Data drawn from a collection
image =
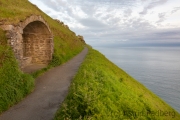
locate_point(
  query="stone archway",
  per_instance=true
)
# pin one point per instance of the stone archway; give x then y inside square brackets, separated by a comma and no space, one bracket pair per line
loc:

#### Instructions for the task:
Convert the data above into a Markdown table with the columns "Row" and "Line," putting each non-blank line in its own numbered row. Leave the pictures out of the answer.

#### Solved problem:
| Row | Line |
|---|---|
| 1 | image = |
| 2 | locate_point( |
| 3 |   query="stone archway", |
| 4 |   per_instance=true |
| 5 | ) |
| 6 | # pin one point per instance of the stone archway; give x then y inside square brackets, separated by a comma and no space, one bracket pair per line |
| 7 | loc: |